=== Task item ===
If a line in the entries contains the word "mitre", list it.

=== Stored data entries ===
══════════════════════════════
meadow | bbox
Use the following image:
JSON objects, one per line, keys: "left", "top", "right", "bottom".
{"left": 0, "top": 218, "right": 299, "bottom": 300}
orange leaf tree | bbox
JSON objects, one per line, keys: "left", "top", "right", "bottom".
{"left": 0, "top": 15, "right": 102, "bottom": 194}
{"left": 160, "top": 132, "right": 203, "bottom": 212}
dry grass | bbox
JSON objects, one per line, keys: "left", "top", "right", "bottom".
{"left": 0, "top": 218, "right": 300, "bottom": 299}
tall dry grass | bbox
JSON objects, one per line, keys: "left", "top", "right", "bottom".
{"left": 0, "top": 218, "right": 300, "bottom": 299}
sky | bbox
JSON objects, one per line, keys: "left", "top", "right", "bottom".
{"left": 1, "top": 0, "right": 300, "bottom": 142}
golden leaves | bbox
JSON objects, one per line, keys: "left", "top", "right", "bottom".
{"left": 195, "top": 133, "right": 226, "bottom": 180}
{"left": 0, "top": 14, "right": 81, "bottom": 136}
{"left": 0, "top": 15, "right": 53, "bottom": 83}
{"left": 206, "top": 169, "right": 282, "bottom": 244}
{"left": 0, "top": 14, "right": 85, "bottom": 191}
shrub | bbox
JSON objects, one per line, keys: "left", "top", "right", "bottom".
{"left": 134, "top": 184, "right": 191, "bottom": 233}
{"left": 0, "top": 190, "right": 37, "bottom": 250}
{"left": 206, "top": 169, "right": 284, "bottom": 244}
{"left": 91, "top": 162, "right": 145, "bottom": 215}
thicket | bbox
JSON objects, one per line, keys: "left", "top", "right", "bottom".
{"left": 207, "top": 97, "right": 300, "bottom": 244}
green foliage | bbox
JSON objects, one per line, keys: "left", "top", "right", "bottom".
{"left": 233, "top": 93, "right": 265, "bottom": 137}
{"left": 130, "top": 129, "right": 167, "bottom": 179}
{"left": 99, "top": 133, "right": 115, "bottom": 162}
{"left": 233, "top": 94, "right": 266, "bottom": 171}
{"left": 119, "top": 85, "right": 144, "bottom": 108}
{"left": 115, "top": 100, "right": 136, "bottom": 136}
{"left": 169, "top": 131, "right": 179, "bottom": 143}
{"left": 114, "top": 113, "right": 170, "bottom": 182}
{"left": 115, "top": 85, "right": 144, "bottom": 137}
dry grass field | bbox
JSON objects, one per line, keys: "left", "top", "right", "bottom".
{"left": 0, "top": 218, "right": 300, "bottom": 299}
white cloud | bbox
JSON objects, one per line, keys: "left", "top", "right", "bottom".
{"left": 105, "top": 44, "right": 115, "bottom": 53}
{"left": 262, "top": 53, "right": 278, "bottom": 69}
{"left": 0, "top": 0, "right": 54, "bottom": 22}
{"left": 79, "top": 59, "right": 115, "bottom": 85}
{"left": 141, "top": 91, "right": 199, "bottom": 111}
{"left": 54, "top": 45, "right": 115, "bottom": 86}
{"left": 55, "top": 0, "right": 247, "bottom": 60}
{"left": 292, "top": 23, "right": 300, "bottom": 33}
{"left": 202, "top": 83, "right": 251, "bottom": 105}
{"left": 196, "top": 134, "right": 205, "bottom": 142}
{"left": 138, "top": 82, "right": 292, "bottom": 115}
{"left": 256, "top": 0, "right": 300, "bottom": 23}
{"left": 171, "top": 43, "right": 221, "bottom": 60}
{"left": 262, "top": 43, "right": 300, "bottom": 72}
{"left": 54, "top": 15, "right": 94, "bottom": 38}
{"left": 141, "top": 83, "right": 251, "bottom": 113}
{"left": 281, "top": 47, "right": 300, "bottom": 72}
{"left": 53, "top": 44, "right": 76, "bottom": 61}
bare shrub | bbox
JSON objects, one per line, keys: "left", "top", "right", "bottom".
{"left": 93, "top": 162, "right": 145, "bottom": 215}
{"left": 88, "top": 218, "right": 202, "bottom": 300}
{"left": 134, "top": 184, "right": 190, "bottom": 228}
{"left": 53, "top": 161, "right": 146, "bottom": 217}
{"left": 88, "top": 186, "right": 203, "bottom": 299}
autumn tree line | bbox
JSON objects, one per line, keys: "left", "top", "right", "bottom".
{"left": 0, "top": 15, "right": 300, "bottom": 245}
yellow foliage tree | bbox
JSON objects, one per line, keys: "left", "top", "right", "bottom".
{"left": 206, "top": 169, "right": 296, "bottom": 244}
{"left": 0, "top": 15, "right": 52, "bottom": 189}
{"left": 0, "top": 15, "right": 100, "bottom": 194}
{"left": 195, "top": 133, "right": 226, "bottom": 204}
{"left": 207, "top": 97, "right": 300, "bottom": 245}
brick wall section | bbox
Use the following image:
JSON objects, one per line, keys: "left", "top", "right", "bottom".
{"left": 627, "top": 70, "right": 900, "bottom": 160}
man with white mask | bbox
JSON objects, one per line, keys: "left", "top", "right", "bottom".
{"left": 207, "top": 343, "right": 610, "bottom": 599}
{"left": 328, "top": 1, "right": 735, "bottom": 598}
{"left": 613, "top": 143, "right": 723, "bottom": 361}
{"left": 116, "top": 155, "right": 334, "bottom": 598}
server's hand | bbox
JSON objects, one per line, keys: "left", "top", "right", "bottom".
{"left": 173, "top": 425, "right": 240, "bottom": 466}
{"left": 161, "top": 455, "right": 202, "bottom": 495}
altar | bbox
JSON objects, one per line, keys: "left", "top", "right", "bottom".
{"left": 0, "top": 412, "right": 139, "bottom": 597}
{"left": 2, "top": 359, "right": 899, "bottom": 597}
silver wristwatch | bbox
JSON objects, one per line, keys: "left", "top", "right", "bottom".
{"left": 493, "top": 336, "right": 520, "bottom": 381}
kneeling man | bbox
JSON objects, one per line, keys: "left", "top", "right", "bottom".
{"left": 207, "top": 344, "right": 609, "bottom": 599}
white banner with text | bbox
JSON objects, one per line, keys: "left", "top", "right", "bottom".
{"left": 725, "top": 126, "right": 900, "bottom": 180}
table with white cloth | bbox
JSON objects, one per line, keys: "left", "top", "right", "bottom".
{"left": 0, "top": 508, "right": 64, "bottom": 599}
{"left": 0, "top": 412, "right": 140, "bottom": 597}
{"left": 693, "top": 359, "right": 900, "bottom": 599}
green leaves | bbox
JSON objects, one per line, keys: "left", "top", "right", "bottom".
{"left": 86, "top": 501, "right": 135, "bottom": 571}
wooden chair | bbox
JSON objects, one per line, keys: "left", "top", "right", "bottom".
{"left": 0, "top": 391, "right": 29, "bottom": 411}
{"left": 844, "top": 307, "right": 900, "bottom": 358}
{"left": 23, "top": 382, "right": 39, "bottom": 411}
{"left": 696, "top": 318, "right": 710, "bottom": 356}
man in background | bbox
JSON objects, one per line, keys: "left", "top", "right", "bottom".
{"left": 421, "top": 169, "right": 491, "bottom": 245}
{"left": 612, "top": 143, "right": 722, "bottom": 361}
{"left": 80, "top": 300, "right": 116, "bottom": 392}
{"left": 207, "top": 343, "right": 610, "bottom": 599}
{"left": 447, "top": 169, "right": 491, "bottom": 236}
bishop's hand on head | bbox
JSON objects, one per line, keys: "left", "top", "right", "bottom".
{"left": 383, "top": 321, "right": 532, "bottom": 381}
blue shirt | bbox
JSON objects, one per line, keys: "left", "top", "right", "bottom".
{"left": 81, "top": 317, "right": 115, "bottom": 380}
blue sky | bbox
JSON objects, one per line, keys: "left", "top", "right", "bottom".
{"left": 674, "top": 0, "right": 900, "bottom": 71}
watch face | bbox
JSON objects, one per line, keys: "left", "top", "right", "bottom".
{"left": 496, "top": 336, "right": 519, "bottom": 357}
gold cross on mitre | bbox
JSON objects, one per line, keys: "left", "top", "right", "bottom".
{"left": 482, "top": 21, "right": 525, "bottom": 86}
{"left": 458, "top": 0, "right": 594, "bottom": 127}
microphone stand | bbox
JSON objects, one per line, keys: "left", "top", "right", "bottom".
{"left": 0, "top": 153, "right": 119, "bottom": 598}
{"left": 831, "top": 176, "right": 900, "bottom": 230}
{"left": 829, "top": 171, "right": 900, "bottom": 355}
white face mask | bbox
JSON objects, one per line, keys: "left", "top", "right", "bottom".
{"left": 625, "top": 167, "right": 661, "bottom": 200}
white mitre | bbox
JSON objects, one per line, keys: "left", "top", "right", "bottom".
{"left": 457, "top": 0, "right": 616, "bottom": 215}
══════════════════════════════
=== Answer for the task ===
gold cross on mitre | bbox
white mitre | bbox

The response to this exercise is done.